§ What is required
Within the material below, count how many lines contain "blue". Answer with only that number.

╭─ Task data

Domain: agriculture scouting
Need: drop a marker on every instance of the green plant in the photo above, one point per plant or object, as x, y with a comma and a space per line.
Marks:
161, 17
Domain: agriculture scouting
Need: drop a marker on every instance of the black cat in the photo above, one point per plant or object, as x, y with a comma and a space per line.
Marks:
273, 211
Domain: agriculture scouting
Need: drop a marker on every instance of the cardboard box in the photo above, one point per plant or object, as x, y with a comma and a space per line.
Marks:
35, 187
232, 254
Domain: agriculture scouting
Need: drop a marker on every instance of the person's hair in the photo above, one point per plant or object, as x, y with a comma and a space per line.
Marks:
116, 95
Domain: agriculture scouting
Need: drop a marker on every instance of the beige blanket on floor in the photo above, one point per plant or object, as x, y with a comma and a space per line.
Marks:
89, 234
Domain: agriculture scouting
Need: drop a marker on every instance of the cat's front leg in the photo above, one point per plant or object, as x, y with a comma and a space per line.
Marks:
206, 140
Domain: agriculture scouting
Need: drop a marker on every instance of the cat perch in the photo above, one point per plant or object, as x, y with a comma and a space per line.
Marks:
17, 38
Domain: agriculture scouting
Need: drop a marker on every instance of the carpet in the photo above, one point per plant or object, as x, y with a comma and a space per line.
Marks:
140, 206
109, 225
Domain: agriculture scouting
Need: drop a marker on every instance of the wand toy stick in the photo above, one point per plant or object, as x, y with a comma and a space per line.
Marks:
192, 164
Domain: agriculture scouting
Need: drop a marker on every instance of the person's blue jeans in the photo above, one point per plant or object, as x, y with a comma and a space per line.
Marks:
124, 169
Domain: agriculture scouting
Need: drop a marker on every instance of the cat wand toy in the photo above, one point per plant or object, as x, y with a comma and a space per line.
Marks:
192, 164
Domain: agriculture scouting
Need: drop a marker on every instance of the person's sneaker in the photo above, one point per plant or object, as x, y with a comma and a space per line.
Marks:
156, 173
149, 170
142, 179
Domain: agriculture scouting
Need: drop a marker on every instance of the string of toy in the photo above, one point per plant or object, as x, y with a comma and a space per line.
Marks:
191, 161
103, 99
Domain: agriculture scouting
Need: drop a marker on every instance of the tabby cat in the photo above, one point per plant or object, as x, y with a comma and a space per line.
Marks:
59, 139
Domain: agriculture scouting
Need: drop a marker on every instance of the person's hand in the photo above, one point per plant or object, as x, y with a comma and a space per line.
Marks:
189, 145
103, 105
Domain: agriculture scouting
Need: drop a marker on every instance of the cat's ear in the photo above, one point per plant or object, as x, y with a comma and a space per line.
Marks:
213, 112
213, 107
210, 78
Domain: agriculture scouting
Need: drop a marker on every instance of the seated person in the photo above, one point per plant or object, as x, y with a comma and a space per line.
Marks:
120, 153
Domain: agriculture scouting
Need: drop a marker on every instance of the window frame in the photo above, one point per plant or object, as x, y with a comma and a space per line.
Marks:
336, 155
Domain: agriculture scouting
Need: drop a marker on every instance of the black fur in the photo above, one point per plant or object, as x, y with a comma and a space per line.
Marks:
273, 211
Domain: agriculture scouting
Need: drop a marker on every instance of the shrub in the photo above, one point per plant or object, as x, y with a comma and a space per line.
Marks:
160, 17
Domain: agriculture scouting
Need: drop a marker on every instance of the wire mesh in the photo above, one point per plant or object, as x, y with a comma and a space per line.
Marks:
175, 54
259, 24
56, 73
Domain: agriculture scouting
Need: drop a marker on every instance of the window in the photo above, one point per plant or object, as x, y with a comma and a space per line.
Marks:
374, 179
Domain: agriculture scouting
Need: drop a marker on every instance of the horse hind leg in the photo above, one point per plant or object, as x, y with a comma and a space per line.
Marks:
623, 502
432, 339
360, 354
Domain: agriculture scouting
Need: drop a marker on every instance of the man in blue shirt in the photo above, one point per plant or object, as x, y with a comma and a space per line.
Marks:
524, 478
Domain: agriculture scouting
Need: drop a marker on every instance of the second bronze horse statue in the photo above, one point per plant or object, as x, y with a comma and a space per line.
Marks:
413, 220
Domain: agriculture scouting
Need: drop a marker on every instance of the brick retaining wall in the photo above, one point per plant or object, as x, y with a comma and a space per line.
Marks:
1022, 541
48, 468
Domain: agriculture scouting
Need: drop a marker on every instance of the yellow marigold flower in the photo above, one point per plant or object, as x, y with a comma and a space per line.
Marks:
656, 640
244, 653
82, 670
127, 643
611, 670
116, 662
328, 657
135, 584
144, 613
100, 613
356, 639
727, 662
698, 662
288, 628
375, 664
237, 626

╰─

§ Output of the task
2